» **Aufgabenstellung A**
Geben Sie aus dem unten stehenden Forumsauszug zur Demo von Enemy Territory: Quake Wars den Abschnitt wortgetreu wieder, der bei den Worten „[x] Ich weiß“ beginnt und nach den Worten „BiJay (7. September 2007)“ endet.

» **Bereitgestellter Auszug**
⟨

# Laden Sie sich bei Erscheinen die Demo zu Enemy Territory: Quake Wars herunter?



## Administrator (5. September 2007)

Jetzt ist Ihre Meinung gefragt: Hier können Sie Ihren Kommentar zum Quickpoll veröffentlichen und mit  anderen Lesern darüber diskutieren.


----------



## Bensta (5. September 2007)

Die Beta hat mir gereicht. Ich finds nicht toll.


----------



## Shadow_Man (6. September 2007)

Jap, werd ich. Einfach um zu sehen wie es auf meinem Rechner läuft und ob es mir überhaupt gefällt.


----------



## Solon25 (6. September 2007)

*Demo zu Enemy Territory: Quake Wars*

Nö


----------



## Teslatier (6. September 2007)

[x] Ich weiß es noch nicht.  Vielleicht, vielleicht auch nicht. Kommt drauf an, wie ich Zeit hab. Die Beta war jedenfalls interessant, auch wenns mir etwas zu komplex war. Das alte ET war echt simpel. Einfacher gings nicht. Aber sowas kann man dem "Kunden" heute nicht mehr vorsetzen.


----------



## BiJay (7. September 2007)

Hab zwar einiges schlechtes über die Beta gehört, werd mir aber bestimmt mal die Demo anschauen, einfach, um es mal selbst zu testen.


----------



## Chemenu (7. September 2007)

Evtl. werd ich es mir runterladen um zu sehen wie die Grafik ist und wie es auf meinem Rechner läuft. Da ich aber für gewöhnlich nicht online spiele, ist das Spiel an sich für mich nicht wirklich interessant.


----------

⟩

» **Bereitgestellte Daten**

⟨

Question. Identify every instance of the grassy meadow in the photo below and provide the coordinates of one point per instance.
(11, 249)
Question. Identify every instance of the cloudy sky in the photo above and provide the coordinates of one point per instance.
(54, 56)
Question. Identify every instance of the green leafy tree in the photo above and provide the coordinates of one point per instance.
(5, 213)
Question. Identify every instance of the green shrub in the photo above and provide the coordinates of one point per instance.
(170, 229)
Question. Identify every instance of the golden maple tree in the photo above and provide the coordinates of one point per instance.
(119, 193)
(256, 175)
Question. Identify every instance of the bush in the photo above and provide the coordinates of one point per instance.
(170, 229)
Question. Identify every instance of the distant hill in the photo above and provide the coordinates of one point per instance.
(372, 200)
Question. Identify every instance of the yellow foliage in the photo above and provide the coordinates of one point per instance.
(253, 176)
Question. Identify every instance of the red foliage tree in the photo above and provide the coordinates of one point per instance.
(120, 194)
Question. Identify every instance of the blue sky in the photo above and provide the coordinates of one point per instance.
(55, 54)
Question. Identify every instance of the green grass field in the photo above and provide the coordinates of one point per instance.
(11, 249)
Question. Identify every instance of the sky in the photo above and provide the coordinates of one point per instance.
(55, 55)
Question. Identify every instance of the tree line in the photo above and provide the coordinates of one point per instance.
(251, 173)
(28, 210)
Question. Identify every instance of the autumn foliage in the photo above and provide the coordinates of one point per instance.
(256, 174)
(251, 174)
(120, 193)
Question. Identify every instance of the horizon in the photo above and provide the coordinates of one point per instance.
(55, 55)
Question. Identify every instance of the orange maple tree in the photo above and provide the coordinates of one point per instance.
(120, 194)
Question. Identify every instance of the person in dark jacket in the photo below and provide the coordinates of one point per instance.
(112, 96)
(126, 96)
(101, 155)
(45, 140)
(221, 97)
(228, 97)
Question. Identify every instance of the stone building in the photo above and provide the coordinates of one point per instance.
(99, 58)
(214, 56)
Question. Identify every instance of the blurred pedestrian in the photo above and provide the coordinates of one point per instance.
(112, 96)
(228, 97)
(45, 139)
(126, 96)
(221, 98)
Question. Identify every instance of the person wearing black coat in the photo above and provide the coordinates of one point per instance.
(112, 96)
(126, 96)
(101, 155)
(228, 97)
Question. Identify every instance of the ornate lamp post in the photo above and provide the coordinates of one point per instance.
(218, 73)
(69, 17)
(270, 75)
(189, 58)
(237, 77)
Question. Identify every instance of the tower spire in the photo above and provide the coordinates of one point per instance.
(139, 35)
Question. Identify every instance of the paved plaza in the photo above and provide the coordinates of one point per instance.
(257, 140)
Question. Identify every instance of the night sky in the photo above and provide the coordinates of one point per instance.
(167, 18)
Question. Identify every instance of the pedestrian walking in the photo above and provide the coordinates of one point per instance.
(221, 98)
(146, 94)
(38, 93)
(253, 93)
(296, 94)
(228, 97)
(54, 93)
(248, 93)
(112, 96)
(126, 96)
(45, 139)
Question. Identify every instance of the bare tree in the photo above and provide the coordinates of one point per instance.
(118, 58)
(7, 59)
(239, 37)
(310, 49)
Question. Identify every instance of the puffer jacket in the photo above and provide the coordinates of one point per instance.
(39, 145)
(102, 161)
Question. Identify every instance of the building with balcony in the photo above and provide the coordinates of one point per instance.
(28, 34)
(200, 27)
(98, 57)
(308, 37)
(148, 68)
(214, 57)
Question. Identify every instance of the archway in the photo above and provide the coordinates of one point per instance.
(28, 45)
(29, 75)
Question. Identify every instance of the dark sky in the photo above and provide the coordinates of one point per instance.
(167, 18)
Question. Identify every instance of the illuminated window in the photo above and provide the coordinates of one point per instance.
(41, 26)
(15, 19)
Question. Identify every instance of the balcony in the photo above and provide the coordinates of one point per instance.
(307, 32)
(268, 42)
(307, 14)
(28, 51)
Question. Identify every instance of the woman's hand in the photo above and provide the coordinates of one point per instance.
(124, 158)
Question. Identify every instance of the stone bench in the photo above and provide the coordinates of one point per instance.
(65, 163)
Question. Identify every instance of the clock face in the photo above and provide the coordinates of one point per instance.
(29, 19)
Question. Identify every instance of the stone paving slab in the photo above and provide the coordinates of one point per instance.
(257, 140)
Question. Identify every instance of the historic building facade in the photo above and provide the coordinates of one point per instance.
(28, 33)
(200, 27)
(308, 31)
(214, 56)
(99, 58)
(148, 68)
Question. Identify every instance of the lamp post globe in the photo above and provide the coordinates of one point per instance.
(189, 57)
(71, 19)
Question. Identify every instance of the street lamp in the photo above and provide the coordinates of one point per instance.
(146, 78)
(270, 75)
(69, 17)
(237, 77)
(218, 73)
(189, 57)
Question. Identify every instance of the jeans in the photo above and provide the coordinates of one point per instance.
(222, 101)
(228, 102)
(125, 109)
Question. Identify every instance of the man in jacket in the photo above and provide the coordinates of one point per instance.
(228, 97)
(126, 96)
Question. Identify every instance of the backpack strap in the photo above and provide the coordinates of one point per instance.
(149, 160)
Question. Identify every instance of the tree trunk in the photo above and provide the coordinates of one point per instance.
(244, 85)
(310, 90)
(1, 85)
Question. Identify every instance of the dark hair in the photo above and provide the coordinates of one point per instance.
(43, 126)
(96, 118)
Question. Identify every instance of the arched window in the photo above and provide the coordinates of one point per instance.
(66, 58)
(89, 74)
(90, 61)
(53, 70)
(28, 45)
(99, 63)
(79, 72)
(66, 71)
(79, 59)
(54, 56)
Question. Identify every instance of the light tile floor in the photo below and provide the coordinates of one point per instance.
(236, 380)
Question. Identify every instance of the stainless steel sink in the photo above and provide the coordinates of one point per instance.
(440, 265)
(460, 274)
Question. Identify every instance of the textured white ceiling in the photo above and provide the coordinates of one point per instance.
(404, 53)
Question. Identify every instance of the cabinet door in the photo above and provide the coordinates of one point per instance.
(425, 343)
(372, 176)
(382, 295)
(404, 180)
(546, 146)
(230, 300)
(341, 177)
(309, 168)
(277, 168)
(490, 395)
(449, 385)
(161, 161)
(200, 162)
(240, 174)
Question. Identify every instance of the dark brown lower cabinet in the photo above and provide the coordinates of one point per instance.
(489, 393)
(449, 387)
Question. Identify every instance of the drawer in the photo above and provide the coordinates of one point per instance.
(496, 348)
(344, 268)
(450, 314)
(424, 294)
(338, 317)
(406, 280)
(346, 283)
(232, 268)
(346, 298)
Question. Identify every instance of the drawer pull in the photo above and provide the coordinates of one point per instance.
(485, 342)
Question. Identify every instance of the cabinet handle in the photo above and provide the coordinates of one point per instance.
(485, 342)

⟩

» **Aufgabenstellung B**
Führen Sie jede Zeile der obigen Einträge, die das Wort „green“ enthält, in unveränderter Form auf.

» **Fertige Antwort A**
[x] Ich weiß es noch nicht.  Vielleicht, vielleicht auch nicht. Kommt drauf an, wie ich Zeit hab. Die Beta war jedenfalls interessant, auch wenns mir etwas zu komplex war. Das alte ET war echt simpel. Einfacher gings nicht. Aber sowas kann man dem "Kunden" heute nicht mehr vorsetzen.


----------



## BiJay (7. September 2007)

» **Fertige Antwort B**
Question. Identify every instance of the green leafy tree in the photo above and provide the coordinates of one point per instance.
Question. Identify every instance of the green shrub in the photo above and provide the coordinates of one point per instance.
Question. Identify every instance of the green grass field in the photo above and provide the coordinates of one point per instance.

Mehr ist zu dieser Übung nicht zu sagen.